Problem to solve » Update the data below so that "drop one dot" becomes "place one dot" wherever it occurs, and keep every other part the same.

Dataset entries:
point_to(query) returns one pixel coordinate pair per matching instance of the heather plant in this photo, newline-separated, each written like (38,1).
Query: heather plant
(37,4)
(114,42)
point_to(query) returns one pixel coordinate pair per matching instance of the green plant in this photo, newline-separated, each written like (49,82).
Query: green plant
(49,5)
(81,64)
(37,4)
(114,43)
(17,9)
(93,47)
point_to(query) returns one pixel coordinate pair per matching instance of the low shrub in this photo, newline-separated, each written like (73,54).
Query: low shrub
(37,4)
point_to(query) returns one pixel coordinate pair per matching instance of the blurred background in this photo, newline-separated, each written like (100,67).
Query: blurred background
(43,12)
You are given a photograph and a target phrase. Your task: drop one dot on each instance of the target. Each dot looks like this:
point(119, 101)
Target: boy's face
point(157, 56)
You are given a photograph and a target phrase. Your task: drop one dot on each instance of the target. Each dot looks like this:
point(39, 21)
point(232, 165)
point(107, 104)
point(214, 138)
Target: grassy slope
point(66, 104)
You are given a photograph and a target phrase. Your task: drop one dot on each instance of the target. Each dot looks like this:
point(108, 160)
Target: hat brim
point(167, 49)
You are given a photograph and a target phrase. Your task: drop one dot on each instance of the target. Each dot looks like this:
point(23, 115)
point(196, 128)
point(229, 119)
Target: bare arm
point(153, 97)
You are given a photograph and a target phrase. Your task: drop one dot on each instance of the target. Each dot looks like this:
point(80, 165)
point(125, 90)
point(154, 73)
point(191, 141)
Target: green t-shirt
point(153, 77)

Answer to the problem »
point_to(query) returns one pixel coordinate pair per matching instance of the heather plant in this photo, newline-separated, each written like (38,1).
Query: heather plant
(37,4)
(114,42)
point_to(query) returns one pixel coordinate pair per matching instance of the green plant in this photo, newline-separated, each written like (49,82).
Query: green plant
(49,5)
(81,64)
(37,4)
(114,43)
(17,9)
(93,47)
point_to(query) returns one pixel coordinate pair per matching instance of the low shrub in this photo, newline-separated, each written like (73,54).
Query: low shrub
(37,4)
point_to(query) returns one pixel coordinate pair per matching instance of the blurred background in this photo, newline-separated, each written like (100,67).
Query: blurred background
(43,12)
You are given a photograph and a target phrase. Your task: place one dot on each instance of the target. Each dot looks like this:
point(119, 101)
Target: boy's face
point(157, 56)
You are given a photograph and a target phrase. Your task: place one dot on each instance of the target. Each dot looks like this:
point(39, 21)
point(232, 165)
point(107, 104)
point(214, 138)
Target: grassy slope
point(66, 104)
You are given a photograph and a target phrase. Your task: place one dot on each instance of the target. Each dot looks like this:
point(108, 160)
Target: hat brim
point(167, 49)
You are given a photograph and a target phrase. Your task: place one dot on each instance of the target. Each dot looks like this:
point(23, 115)
point(196, 128)
point(229, 119)
Target: bare arm
point(153, 97)
You are given a photograph and a target phrase. Your task: place one dot on each instance of the target. Each dot looks like this:
point(80, 165)
point(125, 90)
point(154, 73)
point(191, 141)
Target: green t-shirt
point(153, 77)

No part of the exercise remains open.